> _DIRECTIONS FOR THIS TASK_
Convert the lines below into a two-column CSV with the headers "input" and "output". Give one row per labeled item, with its wording under "input" and all of its coordinates under "output", each in a single quoted field with line breaks replaced by spaces.
:: MATERIAL PROVIDED ::
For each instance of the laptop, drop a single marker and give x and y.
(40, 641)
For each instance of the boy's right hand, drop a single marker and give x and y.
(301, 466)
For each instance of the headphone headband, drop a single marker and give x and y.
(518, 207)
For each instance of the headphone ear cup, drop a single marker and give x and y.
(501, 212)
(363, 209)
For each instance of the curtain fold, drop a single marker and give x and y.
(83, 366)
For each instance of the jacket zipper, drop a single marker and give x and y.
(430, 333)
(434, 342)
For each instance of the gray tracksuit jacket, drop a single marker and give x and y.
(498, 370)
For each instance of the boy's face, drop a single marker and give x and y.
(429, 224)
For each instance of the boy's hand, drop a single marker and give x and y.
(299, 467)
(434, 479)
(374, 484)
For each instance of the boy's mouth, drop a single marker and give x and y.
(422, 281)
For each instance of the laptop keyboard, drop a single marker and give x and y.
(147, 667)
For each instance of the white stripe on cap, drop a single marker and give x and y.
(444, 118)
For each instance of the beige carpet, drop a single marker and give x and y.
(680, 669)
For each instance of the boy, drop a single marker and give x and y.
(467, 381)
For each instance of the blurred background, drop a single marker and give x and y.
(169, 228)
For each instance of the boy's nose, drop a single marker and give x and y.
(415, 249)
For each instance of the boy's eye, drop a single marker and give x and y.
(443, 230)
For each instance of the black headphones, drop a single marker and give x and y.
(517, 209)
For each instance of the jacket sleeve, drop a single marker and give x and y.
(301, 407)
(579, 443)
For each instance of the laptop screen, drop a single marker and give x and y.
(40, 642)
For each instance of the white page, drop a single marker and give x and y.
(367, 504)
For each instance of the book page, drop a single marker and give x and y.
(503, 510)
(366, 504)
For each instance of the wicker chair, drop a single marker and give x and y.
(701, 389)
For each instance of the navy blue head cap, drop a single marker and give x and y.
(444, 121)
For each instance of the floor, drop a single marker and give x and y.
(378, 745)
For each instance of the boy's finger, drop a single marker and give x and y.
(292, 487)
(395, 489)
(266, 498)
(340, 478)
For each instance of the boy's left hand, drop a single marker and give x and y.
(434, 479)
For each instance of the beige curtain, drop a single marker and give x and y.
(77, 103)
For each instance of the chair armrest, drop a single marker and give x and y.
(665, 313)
:::
> _TASK OUTPUT_
input,output
"For each instance of the laptop, drop a single marker and give x and y.","(40, 641)"
"For each instance of the boy's right hand, drop a single marker and give x and y.","(301, 466)"
"For each instance of the headphone headband, drop a single marker and give x and y.","(518, 207)"
"For each instance of the headphone ear cup, drop a single marker and give x and y.","(501, 212) (363, 209)"
"For each instance of the curtain fold, drop a single marker and give x and y.","(83, 366)"
"For each instance of the jacket zipper, drop a single marker and give x and y.","(430, 333) (434, 342)"
"For each instance of the gray tracksuit jacket, drop a single marker and give x and y.","(498, 370)"
"For each instance of the boy's face, drop a single marker and give x and y.","(429, 224)"
"For each instance of the boy's hand, drop a single marker and give x and y.","(299, 467) (434, 479) (374, 484)"
"For each instance of the boy's mouth, drop a single marker and give x and y.","(422, 281)"
"For each instance of the laptop keyboard, drop a single marker and give x and y.","(147, 667)"
"For each instance of the white stripe on cap, drop a single marker and give x and y.","(444, 118)"
"For each instance of the beige carpet, drop a single marker and give x and y.","(680, 669)"
"For each instance of the boy, drop a single marker and give x and y.","(467, 381)"
"For each instance of the blurred background, drop a single marker and give x and y.","(169, 228)"
"For each instance of the boy's nose, drop a single marker and give x and y.","(415, 249)"
"For each instance of the boy's eye, drop a single marker and give x and y.","(443, 230)"
"For each instance of the black headphones, drop a single marker and give x and y.","(517, 209)"
"For each instance of the jacket sleeve, drop a single marker and give x and y.","(301, 407) (579, 443)"
"For each instance of the laptop screen, drop a single marker and give x and y.","(40, 642)"
"For each instance of the white page, drop a single marker and give x and y.","(367, 504)"
"For each instance of the book page, drop a single marker and give x and y.","(503, 510) (366, 504)"
"For each instance of the wicker chair, drop a single marker and give x and y.","(701, 389)"
"For each instance of the navy blue head cap, drop a single marker and give x and y.","(444, 121)"
"For each instance of the floor, drop a single marker and give x and y.","(378, 745)"
"For each instance of the boy's finger, drop a single marker and give x and y.","(292, 487) (395, 489) (266, 498) (340, 478)"
"For each instance of the boy's left hand, drop a single marker and give x and y.","(434, 479)"
"For each instance of the beige curtain, drop a single marker and give x and y.","(77, 103)"
"For each instance of the chair armrest, drop a single marker and give x and y.","(665, 313)"